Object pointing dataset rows
┌──
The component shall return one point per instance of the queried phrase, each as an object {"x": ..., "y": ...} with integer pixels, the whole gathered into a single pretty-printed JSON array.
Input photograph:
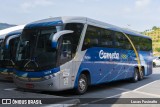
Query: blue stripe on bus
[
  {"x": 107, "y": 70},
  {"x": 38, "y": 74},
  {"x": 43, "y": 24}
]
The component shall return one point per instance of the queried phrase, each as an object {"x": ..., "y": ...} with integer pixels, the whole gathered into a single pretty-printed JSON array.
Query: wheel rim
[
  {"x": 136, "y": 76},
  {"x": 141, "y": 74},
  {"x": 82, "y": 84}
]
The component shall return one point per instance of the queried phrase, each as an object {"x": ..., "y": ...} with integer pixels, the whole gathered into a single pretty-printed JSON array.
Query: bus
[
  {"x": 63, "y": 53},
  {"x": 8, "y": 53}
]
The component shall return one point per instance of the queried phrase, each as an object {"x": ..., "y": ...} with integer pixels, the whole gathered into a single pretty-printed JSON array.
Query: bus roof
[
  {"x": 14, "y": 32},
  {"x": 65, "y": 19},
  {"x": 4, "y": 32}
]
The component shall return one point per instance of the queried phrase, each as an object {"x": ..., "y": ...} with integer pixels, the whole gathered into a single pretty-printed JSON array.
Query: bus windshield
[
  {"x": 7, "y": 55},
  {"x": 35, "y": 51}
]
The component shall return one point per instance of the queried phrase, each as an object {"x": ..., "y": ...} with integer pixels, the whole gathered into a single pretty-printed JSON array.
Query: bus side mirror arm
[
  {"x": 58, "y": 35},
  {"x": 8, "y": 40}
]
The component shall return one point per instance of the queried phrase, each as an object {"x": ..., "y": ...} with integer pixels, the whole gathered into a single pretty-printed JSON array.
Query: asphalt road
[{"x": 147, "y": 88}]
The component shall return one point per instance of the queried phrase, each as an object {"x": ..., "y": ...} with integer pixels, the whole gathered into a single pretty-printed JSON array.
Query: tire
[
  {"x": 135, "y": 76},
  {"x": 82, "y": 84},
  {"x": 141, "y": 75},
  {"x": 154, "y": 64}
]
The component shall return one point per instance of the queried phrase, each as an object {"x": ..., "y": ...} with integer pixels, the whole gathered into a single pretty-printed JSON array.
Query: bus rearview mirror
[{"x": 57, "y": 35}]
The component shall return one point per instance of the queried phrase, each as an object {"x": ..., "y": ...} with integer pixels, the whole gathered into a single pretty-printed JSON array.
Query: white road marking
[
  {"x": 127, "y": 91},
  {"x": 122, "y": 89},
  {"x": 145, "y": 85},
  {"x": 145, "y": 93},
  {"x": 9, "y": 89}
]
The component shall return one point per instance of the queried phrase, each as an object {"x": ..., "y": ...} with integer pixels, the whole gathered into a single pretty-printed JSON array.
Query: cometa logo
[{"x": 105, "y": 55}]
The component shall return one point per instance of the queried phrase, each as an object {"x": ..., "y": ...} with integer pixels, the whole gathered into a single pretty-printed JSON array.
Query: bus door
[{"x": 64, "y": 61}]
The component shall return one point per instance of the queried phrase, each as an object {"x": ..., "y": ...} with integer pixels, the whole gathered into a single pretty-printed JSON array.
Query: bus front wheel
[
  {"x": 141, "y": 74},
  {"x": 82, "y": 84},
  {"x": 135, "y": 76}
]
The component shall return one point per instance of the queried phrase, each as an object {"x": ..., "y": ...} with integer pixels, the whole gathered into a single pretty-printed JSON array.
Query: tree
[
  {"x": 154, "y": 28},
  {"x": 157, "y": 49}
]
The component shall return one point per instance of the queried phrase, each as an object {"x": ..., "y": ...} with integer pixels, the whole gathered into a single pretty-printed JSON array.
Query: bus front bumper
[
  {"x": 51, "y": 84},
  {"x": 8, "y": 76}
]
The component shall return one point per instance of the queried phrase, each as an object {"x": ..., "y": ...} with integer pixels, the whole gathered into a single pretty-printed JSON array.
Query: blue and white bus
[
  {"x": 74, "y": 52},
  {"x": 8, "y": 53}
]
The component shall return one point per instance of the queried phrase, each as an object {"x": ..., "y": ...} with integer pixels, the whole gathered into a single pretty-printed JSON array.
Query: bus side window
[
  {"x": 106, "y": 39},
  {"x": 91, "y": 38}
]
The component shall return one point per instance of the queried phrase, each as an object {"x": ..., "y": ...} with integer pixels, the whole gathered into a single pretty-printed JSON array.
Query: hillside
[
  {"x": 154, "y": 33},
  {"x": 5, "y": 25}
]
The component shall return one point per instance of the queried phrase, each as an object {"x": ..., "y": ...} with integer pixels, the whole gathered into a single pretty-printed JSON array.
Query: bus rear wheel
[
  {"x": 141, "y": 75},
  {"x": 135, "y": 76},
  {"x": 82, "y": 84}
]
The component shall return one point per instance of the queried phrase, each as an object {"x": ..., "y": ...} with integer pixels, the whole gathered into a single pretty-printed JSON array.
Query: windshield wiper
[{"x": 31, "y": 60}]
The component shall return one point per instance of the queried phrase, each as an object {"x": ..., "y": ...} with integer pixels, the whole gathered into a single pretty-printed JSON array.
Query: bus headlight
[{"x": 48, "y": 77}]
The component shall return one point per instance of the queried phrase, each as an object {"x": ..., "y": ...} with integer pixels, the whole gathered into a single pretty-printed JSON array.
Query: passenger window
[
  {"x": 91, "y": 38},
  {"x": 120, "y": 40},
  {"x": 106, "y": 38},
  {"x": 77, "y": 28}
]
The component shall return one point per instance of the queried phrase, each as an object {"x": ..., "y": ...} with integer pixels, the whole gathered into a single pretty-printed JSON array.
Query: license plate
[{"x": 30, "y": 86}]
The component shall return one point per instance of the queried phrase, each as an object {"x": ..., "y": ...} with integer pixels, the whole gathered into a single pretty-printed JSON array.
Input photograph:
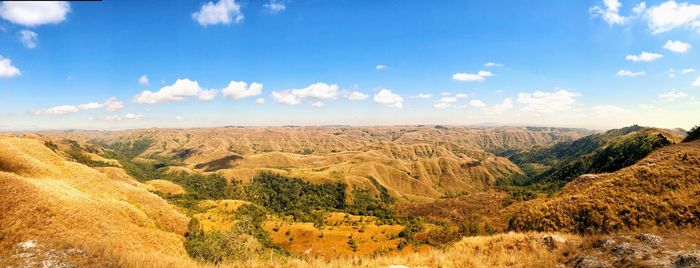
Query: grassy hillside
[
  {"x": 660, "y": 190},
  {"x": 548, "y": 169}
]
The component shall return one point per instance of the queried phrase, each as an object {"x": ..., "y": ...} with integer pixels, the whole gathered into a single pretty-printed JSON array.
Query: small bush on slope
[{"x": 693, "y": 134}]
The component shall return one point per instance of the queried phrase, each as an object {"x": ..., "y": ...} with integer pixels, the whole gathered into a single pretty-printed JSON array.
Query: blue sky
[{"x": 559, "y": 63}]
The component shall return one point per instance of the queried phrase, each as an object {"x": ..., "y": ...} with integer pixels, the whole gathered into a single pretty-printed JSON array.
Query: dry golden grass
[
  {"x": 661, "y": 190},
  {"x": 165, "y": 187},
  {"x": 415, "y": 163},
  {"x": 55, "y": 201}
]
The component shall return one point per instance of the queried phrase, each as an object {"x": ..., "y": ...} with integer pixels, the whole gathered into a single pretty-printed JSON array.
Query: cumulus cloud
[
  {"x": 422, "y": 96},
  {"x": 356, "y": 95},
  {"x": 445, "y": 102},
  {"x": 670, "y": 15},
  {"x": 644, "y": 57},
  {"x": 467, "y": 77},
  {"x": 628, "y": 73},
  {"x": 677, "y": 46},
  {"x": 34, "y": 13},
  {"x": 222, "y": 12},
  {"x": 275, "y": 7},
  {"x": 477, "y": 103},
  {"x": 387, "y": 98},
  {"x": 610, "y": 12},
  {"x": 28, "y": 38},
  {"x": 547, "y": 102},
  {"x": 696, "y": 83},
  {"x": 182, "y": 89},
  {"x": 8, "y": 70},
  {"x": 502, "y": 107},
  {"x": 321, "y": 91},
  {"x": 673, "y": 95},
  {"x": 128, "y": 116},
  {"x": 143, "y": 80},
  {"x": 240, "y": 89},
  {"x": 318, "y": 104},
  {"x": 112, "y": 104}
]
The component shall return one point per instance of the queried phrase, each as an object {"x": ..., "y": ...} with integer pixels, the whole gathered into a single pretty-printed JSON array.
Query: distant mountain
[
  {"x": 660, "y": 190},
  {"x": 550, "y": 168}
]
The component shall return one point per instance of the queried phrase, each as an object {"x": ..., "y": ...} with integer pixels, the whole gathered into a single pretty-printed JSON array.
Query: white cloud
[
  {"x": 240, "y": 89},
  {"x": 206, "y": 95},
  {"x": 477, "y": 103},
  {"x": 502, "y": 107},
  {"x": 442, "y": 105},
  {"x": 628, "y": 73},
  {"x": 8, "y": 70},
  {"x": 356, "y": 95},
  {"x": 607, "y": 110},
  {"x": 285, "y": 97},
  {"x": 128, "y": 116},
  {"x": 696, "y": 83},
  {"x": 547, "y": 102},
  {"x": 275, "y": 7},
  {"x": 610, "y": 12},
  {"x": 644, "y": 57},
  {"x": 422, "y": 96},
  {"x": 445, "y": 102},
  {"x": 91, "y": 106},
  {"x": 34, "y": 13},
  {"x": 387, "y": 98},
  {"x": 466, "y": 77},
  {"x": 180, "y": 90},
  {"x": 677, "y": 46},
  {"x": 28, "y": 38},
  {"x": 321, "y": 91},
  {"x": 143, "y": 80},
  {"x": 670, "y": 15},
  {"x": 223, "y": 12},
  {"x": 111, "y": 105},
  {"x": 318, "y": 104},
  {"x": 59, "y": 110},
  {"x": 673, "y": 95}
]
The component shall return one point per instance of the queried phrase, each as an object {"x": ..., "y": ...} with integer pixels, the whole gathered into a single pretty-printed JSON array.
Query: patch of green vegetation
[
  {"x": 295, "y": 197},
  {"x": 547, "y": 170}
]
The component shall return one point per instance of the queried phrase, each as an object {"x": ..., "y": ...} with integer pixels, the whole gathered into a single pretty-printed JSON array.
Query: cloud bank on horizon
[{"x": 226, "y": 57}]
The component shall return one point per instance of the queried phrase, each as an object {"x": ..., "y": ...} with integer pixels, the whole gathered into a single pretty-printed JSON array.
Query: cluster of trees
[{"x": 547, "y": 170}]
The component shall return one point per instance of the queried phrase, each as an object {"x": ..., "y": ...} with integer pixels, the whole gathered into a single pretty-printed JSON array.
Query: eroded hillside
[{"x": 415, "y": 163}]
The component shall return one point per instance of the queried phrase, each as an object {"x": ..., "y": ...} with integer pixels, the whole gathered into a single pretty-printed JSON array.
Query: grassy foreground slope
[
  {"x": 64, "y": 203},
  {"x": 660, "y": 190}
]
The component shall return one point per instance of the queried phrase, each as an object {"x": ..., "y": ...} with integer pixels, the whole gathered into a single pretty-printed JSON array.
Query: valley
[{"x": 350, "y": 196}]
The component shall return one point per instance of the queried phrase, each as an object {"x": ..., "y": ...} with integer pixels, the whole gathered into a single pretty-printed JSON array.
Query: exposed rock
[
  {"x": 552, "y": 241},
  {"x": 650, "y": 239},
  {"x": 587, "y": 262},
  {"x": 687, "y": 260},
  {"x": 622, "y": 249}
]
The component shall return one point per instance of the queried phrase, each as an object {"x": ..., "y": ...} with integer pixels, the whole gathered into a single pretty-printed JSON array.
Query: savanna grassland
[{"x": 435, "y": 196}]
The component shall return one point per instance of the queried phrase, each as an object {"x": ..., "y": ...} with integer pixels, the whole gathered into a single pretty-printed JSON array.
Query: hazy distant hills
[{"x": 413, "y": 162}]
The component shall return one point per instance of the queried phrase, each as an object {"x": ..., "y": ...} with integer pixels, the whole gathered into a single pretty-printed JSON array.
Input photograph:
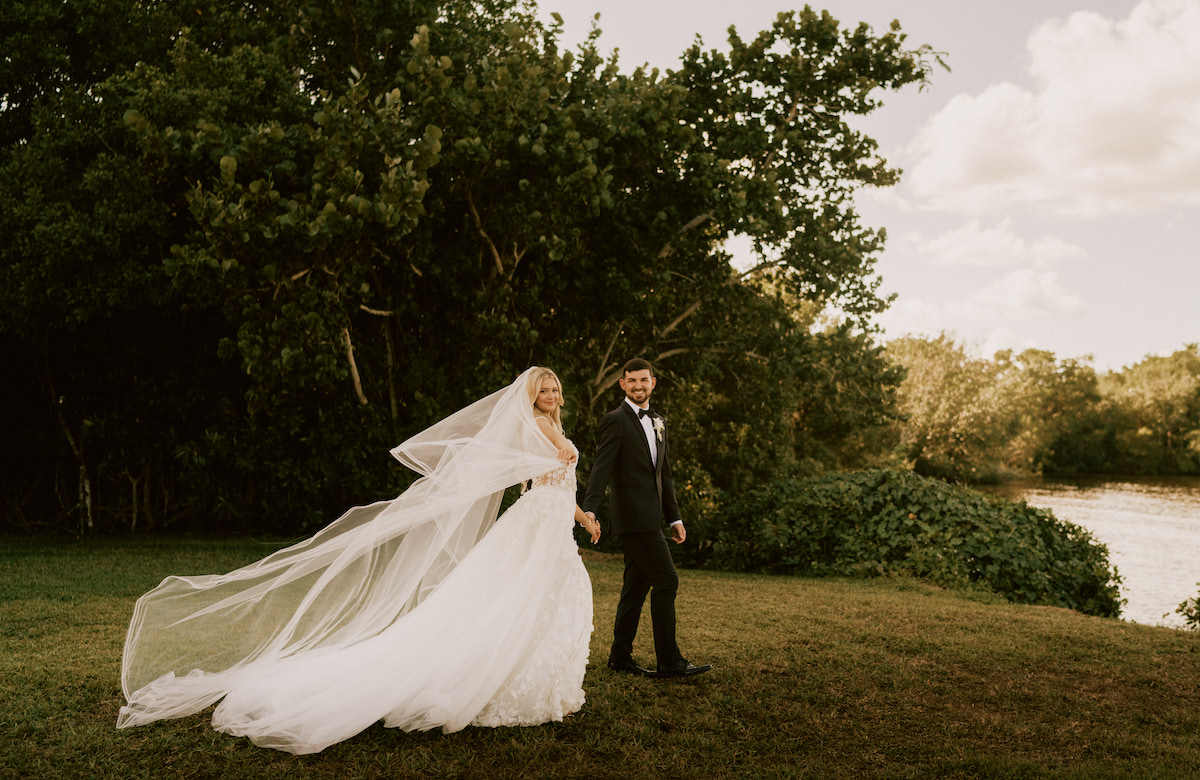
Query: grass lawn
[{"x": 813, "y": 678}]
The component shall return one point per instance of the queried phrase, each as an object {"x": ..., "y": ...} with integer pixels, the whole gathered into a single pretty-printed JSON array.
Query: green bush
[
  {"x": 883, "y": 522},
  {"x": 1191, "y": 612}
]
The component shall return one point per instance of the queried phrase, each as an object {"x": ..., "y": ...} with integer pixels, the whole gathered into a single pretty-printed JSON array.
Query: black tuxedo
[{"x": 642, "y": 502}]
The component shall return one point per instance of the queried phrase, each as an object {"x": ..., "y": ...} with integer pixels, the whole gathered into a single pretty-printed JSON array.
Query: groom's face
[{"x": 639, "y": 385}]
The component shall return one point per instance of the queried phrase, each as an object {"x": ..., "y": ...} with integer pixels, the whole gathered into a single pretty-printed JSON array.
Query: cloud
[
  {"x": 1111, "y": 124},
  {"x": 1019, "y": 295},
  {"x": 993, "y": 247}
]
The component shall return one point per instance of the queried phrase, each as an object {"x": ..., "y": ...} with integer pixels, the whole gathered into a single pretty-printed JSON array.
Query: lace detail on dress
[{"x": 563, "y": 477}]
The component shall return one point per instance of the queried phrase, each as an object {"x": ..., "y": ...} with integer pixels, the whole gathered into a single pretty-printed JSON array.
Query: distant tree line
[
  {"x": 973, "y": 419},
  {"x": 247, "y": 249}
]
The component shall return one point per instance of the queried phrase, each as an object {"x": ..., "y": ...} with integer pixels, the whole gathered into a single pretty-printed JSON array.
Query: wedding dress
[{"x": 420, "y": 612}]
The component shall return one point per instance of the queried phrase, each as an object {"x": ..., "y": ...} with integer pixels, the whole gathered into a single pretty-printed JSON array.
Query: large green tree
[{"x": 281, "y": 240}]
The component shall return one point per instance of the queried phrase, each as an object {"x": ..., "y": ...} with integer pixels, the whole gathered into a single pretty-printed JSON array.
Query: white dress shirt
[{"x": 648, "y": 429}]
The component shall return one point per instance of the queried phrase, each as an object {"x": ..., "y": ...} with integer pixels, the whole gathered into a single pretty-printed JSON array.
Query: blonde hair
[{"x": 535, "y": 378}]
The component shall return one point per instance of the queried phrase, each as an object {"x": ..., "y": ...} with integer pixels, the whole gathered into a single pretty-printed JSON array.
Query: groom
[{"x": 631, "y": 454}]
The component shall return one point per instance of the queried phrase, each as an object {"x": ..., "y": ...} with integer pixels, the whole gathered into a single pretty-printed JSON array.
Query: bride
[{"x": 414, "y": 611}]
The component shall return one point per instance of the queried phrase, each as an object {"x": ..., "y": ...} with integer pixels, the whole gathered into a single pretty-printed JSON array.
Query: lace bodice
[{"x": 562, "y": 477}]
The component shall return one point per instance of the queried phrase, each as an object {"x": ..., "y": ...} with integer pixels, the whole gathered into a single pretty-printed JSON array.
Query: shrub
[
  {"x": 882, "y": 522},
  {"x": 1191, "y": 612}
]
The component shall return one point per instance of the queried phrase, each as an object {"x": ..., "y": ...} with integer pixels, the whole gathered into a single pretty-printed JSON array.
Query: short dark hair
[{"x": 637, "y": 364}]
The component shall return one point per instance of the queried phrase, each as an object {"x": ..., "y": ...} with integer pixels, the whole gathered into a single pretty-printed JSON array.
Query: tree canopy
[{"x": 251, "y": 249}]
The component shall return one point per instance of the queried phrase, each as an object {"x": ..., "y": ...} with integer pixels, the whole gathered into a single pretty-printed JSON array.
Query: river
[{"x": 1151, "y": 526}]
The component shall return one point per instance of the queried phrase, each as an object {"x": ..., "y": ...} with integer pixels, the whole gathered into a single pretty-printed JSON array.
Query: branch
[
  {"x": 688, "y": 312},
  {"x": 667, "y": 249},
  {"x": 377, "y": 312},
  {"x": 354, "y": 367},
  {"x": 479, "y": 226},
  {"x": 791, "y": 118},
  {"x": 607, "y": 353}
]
└──
The problem
Count the lines in the rows above that contain the word "white", and reply with only that number.

Full output
4